• _TEXT TO READ_:
--- Begin ---

Why I decided to reread Zen and the Art of Motorcycle Maintenance (ZAMM series)
- Reasons for rereading
Reasons for rereading
As I was catching up on some recent videos from WTD Portland 2023 (a conference I missed), one talk in particular caught my attention: Dan Grabski’s Zen And The Art Of Automanually Creating API Documentation — An Inquiry Into Process. In a nutshell, Grabski argues for processes that combine technology and people in balanced ways. You can’t create technical scripts to automate everything; your process needs to include input and feedback from people, considering their differing viewpoints. To make his point, Dan draws upon Robert Pirsig’s Zen and the Art of Motorcycle Maintenance.
After listening to Grabski’s talk, I started thinking more about Zen and the Art of Motorcycle Maintenance, a book I’d read nearly 30 years ago. I run a book club at work focused on auto and transportation books, and started thinking that maybe Zen and the Art of Motorcycle Maintenance would be good to read. I also began to consider that maybe, since Pirsig was a technical writer, the book had more common threads and application with my own life than I’d realized. The following sections describe a few parallels.

--- End ---

• _DATASET_:
--- Begin ---

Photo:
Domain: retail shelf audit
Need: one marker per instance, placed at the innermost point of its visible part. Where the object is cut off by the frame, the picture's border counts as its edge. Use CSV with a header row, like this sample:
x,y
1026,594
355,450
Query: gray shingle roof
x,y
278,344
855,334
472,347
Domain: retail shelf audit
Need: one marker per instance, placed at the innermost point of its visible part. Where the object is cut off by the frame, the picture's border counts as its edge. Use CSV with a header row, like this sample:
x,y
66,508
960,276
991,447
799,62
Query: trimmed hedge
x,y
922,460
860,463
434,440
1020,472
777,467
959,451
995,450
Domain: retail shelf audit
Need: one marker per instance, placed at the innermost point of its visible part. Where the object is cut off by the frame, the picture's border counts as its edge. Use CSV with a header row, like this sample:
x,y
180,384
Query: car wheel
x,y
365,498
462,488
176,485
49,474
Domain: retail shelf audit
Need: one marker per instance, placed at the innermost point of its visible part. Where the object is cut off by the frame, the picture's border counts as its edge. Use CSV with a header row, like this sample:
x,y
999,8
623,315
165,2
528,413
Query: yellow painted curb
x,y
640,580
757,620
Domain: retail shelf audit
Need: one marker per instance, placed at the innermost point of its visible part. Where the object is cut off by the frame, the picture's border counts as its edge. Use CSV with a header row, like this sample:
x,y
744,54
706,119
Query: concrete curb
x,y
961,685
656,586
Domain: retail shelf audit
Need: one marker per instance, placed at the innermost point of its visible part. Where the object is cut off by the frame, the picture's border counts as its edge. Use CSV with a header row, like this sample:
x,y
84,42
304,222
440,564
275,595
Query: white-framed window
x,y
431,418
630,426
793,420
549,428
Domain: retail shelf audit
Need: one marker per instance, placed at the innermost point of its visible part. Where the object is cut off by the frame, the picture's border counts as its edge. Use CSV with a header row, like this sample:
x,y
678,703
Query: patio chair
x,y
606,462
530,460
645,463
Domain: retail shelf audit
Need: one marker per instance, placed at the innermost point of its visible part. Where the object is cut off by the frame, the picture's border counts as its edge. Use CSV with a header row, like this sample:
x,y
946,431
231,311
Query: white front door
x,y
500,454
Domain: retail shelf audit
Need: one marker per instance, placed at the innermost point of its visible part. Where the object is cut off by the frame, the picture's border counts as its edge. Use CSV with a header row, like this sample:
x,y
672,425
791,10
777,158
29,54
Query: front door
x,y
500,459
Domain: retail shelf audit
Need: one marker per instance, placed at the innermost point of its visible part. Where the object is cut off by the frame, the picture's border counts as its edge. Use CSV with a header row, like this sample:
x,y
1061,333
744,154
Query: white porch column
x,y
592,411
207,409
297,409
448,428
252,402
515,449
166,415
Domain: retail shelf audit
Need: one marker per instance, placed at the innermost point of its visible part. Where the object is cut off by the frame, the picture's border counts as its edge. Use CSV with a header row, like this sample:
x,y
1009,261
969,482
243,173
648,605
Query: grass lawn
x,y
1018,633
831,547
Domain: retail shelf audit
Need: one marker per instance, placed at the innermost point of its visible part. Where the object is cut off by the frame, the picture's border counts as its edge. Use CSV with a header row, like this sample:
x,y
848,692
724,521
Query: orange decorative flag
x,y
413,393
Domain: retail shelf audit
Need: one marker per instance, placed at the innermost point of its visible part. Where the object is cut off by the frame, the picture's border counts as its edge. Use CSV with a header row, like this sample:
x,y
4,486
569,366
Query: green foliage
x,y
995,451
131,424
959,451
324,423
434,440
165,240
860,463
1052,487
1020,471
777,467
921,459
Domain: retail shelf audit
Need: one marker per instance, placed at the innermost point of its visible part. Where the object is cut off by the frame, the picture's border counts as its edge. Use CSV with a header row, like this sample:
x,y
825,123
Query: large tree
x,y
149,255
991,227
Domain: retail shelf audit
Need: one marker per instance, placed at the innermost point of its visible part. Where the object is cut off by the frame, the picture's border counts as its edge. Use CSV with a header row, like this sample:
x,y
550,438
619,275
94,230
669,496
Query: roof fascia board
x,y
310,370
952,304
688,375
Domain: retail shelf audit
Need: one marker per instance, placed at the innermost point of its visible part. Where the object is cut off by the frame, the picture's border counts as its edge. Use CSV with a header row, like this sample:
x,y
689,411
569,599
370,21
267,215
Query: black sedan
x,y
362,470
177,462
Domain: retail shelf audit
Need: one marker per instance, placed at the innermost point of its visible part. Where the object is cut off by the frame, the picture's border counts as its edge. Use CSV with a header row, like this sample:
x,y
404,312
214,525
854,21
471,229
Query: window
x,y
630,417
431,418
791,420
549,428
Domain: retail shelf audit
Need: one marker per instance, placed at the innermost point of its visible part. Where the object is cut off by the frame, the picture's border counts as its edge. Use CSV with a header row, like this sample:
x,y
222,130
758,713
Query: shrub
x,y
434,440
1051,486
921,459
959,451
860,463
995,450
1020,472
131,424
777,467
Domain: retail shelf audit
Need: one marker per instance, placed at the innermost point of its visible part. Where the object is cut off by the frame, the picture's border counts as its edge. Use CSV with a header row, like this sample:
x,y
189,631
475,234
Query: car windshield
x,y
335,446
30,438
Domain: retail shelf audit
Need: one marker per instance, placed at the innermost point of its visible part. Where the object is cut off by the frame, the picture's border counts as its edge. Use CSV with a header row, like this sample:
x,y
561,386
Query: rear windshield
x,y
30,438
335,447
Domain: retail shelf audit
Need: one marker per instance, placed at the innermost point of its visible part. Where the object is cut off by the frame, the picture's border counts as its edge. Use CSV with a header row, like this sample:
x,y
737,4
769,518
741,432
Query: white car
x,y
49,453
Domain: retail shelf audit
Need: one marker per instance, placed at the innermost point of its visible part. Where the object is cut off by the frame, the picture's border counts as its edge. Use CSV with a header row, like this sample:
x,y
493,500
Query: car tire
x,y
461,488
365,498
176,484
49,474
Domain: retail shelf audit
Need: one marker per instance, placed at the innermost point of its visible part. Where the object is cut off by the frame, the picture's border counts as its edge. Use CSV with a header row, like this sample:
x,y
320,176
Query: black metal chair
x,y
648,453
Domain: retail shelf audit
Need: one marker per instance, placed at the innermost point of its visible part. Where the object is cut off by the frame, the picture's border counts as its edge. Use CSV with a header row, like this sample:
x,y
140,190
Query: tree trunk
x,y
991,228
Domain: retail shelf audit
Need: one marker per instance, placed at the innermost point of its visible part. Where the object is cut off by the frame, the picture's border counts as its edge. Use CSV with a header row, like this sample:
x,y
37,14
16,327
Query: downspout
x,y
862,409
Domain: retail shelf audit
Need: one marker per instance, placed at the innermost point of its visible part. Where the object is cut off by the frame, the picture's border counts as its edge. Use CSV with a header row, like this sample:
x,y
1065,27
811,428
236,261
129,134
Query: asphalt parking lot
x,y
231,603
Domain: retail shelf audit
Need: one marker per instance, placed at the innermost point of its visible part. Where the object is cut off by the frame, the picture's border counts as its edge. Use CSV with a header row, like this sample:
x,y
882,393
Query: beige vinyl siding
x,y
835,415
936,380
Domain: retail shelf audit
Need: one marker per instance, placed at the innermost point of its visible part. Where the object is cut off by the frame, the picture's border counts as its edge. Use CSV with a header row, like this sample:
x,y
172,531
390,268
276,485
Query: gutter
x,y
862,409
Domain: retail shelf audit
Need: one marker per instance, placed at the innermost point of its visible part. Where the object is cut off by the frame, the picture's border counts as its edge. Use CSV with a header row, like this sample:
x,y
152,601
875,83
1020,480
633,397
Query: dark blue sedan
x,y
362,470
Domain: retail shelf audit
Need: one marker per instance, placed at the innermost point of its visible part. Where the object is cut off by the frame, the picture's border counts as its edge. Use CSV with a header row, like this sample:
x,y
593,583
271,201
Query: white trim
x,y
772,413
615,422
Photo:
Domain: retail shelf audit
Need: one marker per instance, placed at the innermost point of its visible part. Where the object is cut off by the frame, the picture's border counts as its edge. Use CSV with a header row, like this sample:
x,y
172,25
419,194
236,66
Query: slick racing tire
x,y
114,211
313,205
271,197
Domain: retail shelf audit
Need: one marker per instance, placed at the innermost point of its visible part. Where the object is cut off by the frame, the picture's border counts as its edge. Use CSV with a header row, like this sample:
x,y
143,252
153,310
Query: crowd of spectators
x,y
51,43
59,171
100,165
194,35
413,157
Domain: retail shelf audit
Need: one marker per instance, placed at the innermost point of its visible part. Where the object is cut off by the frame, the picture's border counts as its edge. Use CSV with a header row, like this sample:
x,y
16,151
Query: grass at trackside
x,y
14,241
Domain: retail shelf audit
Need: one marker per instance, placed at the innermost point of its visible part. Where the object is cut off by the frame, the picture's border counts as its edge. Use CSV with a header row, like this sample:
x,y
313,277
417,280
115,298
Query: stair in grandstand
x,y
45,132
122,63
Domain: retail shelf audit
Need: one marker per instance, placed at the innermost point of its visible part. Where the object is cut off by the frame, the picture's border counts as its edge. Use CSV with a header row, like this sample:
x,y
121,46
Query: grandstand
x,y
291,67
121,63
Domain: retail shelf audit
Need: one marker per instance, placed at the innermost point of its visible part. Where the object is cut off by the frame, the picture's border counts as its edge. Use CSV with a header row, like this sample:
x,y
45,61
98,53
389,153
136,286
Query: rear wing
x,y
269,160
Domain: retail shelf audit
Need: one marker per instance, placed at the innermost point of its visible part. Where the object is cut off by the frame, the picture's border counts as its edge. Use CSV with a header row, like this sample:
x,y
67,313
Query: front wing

--- End ---

• _WHAT TO DO_:
Transcribe the passage of the text about rereading Zen and the Art of Motorcycle Maintenance starting at "After listening to" and ending at "a few parallels.". The records play no part in what comes next.

• _RESPONSE FOR THIS EXERCISE_:
After listening to Grabski’s talk, I started thinking more about Zen and the Art of Motorcycle Maintenance, a book I’d read nearly 30 years ago. I run a book club at work focused on auto and transportation books, and started thinking that maybe Zen and the Art of Motorcycle Maintenance would be good to read. I also began to consider that maybe, since Pirsig was a technical writer, the book had more common threads and application with my own life than I’d realized. The following sections describe a few parallels.